### DOCUMENT:
○ ○ ○ ○

Word spread

Jeff Passan
Yahoo! Sports

Something happened in Spain. Jeremy Guthrie doesn't want to say it was divine intervention, because the Lord has plenty better to do than gild a man's right arm. Though since basic logic vets no other explanation, Guthrie, the Baltimore Orioles' rookie revelation, simply views it as another reason to believe.

During his two-year Mormon mission across the northern part of the country, Guthrie woke up every morning at 7 a.m. to teach English, pick up garbage on the streets and, most important, spread his religion. And on the rare occasion that baseball invaded his thoughts, Guthrie reminded himself that he didn't bring his glove for a reason: To him, pitching never equaled living.

So imagine the surprise when he picked up a baseball in July 2000 and tossed it with his father. Guthrie felt different. And when he walked on at Stanford, having run and lifted weights for only a month. His fastball popped like fireworks, and he located it with the precision of a scope, and, well, this wasn't just different.

It was special.

"Things I never did prior to the mission I was able to do afterward, even though it wasn't by my doing," Guthrie said. "It wasn't something I expected or asked for. I didn't want to be a missionary for two years so I could be a better baseball player. In high school, I worked 10 hours a day and lifted weights, and I wasn't able to come close to achieving what I could when I got back."

○ ○ ○ ○

### GIVEN INFORMATION:
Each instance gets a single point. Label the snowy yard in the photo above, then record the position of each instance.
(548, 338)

○ ○ ○ ○

### SHORT PROBLEM A:
According to the article about Jeremy Guthrie, what did he do after waking at 7 a.m. each day during his mission? List each activity.
### SHORT PROBLEM B:
In the article about Jeremy Guthrie, when did he pick up a baseball and toss it with his father?
Answer only from the article about Jeremy Guthrie, not from the lines.

### WRITTEN SOLUTION A:
- Teach English
- Pick up garbage on the streets
- Spread his religion

### WRITTEN SOLUTION B:
July 2000